____ INFORMATION GIVEN
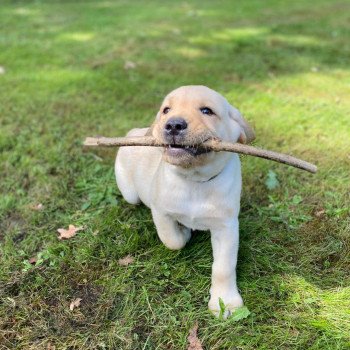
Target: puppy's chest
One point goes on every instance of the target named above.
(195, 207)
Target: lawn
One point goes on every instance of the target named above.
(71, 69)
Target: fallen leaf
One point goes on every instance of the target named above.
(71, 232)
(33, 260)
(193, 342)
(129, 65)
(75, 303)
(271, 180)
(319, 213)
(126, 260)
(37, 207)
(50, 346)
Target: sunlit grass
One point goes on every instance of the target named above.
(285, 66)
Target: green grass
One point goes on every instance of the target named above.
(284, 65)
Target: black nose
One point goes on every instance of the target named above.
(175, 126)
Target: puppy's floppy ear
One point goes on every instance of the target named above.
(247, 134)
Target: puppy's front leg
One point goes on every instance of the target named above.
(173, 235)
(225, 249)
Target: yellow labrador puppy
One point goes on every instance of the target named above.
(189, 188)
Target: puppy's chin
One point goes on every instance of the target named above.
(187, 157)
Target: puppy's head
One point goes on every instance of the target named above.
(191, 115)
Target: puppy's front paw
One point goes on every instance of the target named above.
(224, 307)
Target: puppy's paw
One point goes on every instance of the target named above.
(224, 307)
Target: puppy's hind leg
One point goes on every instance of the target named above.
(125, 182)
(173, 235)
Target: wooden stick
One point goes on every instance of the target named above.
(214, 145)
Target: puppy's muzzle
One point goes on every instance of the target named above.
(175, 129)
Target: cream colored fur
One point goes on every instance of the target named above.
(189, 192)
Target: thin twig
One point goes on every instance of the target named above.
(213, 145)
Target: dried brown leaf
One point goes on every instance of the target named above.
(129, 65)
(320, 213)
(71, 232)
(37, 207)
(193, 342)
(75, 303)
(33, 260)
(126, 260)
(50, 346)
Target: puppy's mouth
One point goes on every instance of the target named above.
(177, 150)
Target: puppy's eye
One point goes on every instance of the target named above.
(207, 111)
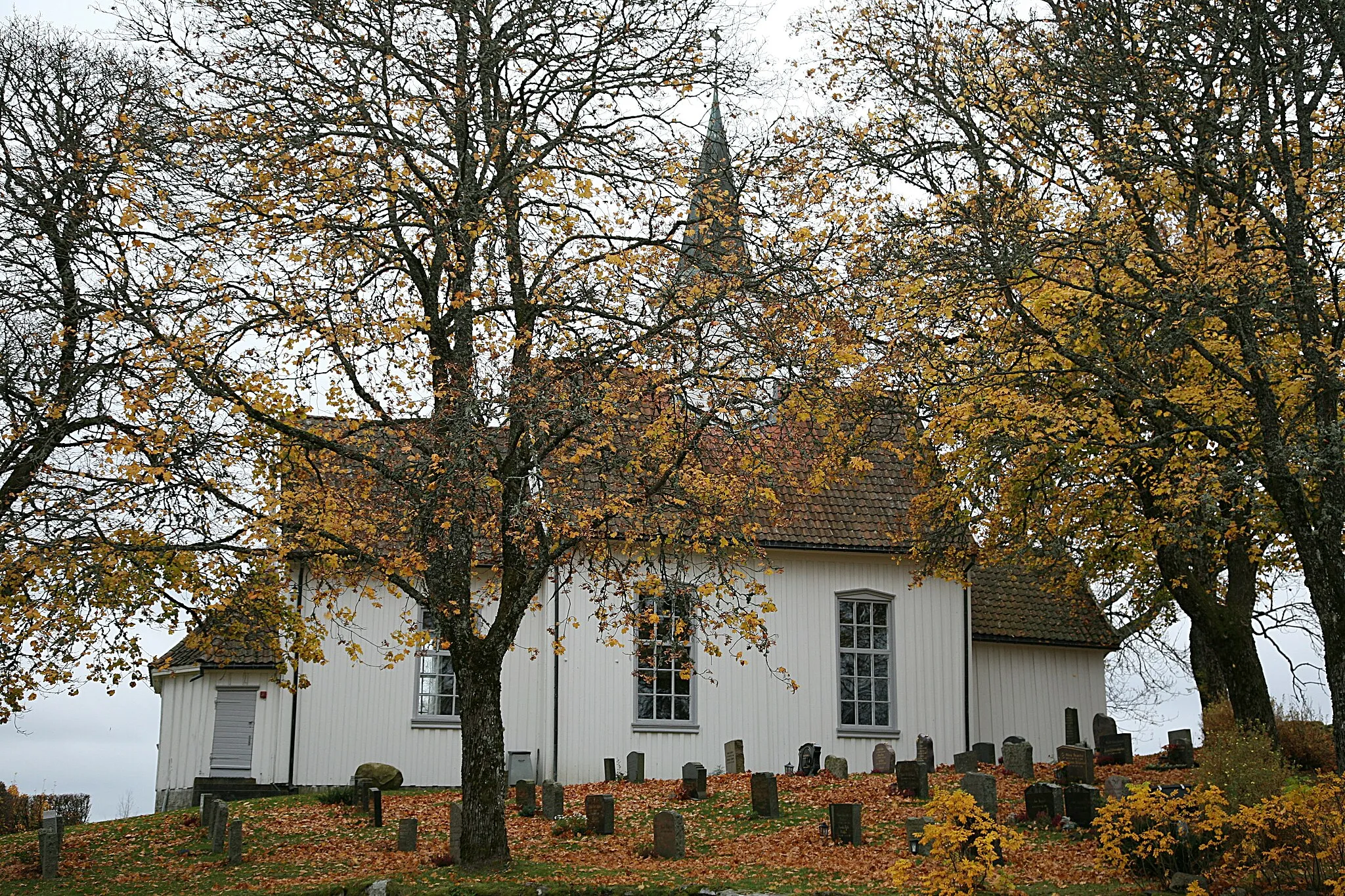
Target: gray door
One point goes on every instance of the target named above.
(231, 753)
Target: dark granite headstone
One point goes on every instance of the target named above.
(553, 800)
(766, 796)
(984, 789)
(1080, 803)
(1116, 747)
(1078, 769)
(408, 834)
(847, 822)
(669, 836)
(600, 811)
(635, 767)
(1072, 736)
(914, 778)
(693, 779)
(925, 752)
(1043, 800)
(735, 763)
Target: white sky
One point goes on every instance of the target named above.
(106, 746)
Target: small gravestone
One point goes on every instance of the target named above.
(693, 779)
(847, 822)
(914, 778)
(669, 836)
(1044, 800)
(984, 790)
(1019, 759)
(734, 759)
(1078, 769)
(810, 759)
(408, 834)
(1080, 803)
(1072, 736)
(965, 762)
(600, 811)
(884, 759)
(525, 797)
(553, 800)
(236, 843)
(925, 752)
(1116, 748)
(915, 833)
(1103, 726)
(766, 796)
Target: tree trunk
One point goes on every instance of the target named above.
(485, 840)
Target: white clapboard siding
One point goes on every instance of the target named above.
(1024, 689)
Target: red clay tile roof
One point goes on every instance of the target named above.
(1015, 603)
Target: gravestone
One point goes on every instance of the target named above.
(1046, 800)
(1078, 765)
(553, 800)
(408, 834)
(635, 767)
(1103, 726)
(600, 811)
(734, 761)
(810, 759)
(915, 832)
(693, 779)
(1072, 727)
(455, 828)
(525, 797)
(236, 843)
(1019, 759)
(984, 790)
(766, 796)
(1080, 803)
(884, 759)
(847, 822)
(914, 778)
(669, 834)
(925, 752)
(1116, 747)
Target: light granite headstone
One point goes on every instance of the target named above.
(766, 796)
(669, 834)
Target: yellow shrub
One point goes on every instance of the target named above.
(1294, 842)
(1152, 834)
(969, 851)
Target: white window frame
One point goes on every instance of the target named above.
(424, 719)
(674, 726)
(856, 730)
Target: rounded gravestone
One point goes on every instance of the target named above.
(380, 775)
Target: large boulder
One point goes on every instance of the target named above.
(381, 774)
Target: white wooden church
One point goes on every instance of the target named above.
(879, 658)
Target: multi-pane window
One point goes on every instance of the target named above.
________
# WHAT YOU SHOULD DO:
This exercise calls for the complete listing, returned exactly and without images.

# RESULT OF THIS EXERCISE:
Target: puppy's chest
One point goes on every instance of the target named above.
(195, 207)
Target: lawn
One point goes on every instance of the target named above.
(71, 69)
Target: fallen leaf
One point goes on every instance of the target named above.
(71, 232)
(33, 260)
(193, 342)
(129, 65)
(75, 303)
(271, 180)
(319, 213)
(126, 260)
(37, 207)
(50, 346)
Target: sunlit grass
One point goes on every instance of the target named above.
(285, 66)
Target: green grass
One point goes on every instance of the target named above.
(284, 65)
Target: black nose
One point goes on every instance of the target named above.
(175, 126)
Target: puppy's floppy ear
One point goes on every instance of the target named above.
(247, 134)
Target: puppy's front leg
One point goes on every instance of the target named above.
(173, 235)
(225, 249)
Target: yellow labrador puppy
One point goes on every instance of the target named above.
(189, 188)
Target: puppy's chin
One point goes on every instance of the target named above.
(187, 157)
Target: puppy's head
One point goes on every instance of the target named above.
(191, 115)
Target: puppy's front paw
One point goes on every instance of the target named above.
(224, 307)
Target: puppy's paw
One point goes on every instance of the target named above.
(224, 307)
Target: puppy's hind leg
One point goes on every instance of the target named above.
(125, 182)
(173, 235)
Target: wooden stick
One point goes on every instance of the target named above.
(214, 145)
Target: puppy's muzzle
One point goes on every instance of the target named above.
(175, 129)
Target: cream colored fur
One point goes on every instance of the target named above.
(189, 192)
Target: thin twig
One point goes on every instance of the target named above.
(213, 145)
Target: dried brown leaf
One point goes on every instance of the target named above.
(129, 65)
(320, 213)
(71, 232)
(37, 207)
(193, 342)
(75, 303)
(33, 260)
(126, 260)
(50, 346)
Target: puppy's mouth
One point goes on every instance of the target named above.
(177, 150)
Target: puppy's eye
One point goes on every instance of the target named above.
(207, 111)
Target: gray door
One point goes on every instance of the target named above.
(231, 753)
Target: dark granite headstone
One point goes on every instance of the target named above.
(553, 800)
(766, 796)
(984, 789)
(1080, 803)
(1116, 747)
(1078, 769)
(408, 834)
(847, 822)
(669, 836)
(600, 811)
(635, 767)
(1072, 736)
(914, 778)
(693, 779)
(925, 752)
(1043, 800)
(735, 763)
Target: white sky
One point goes on every instance of the target named above.
(106, 746)
Target: small gravestone
One point goes on every instance of the target named above.
(693, 779)
(847, 822)
(914, 778)
(669, 836)
(1044, 800)
(984, 790)
(1019, 759)
(734, 759)
(1078, 769)
(810, 759)
(408, 834)
(1080, 803)
(1072, 736)
(965, 762)
(600, 811)
(884, 759)
(525, 797)
(553, 800)
(236, 843)
(925, 752)
(1116, 748)
(915, 833)
(1103, 726)
(766, 796)
Target: tree trunk
One point goes on every instance of the target named above.
(485, 840)
Target: white clapboard siding
One point goes on every instance of the target named above.
(1024, 689)
Target: red clay tile roof
One point goes on every instance of the target named above.
(1015, 603)
Target: gravestone
One point goes on every instance of the target named above.
(1046, 800)
(1078, 765)
(553, 800)
(408, 834)
(635, 767)
(1103, 726)
(600, 811)
(734, 761)
(810, 759)
(915, 832)
(693, 779)
(1072, 727)
(455, 828)
(525, 797)
(236, 843)
(1019, 759)
(984, 790)
(766, 796)
(1080, 803)
(884, 759)
(847, 822)
(914, 778)
(669, 834)
(925, 752)
(1116, 747)
Target: light granite headstone
One point goes on every instance of the target named above.
(766, 796)
(669, 834)
Target: yellow shrub
One point goes on every instance of the target named above.
(1294, 842)
(1152, 834)
(969, 851)
Target: white window frame
One point goes on every instance of the target named above.
(424, 719)
(674, 726)
(856, 730)
Target: rounded gravestone
One point goes on every instance of the target named above.
(380, 775)
Target: large boulder
One point goes on every instance of the target named above.
(381, 774)
Target: white wooden church
One point goes on every instance of the target named above.
(879, 658)
Target: multi-pane window
One point goes on every instance of the target named above.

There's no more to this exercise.